Activity:
Images are not wanted; transcribe the rest of the listing exactly.

Input material:
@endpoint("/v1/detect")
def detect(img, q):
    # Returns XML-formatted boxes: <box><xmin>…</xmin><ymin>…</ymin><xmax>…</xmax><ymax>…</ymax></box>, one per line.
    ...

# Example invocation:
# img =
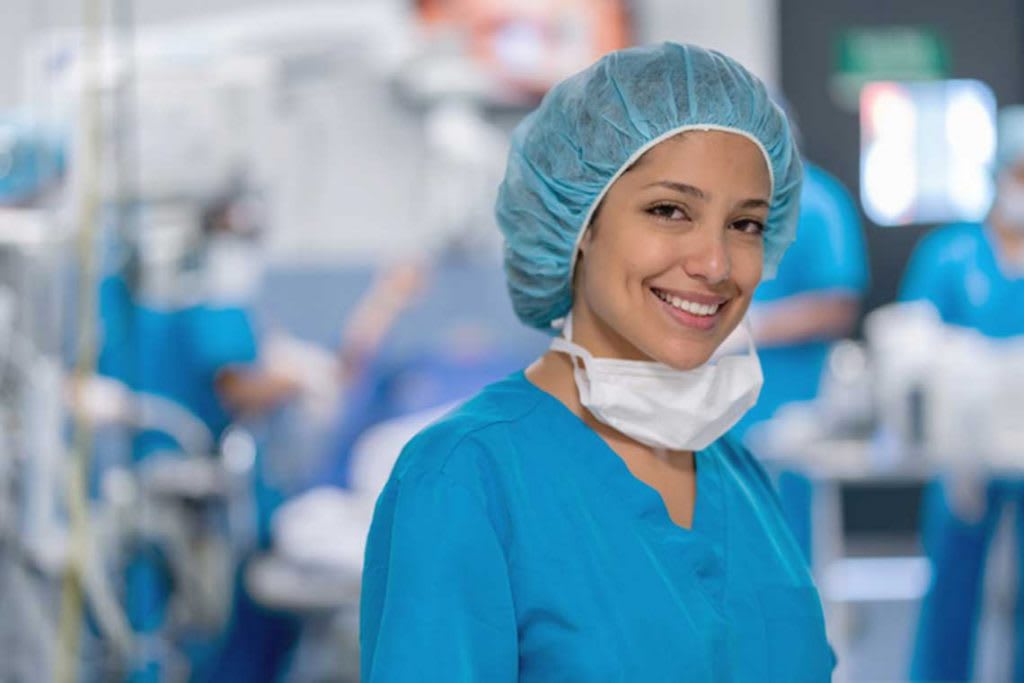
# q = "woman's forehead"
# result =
<box><xmin>624</xmin><ymin>132</ymin><xmax>772</xmax><ymax>192</ymax></box>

Reply to the exercise:
@endpoint("/v1/detect")
def detect(img, q):
    # Returns XML-formatted boxes: <box><xmin>…</xmin><ymin>…</ymin><xmax>…</xmax><ymax>…</ymax></box>, one per line.
    ...

# Example invocation:
# img =
# q = "woman's forehead"
# result =
<box><xmin>624</xmin><ymin>132</ymin><xmax>772</xmax><ymax>192</ymax></box>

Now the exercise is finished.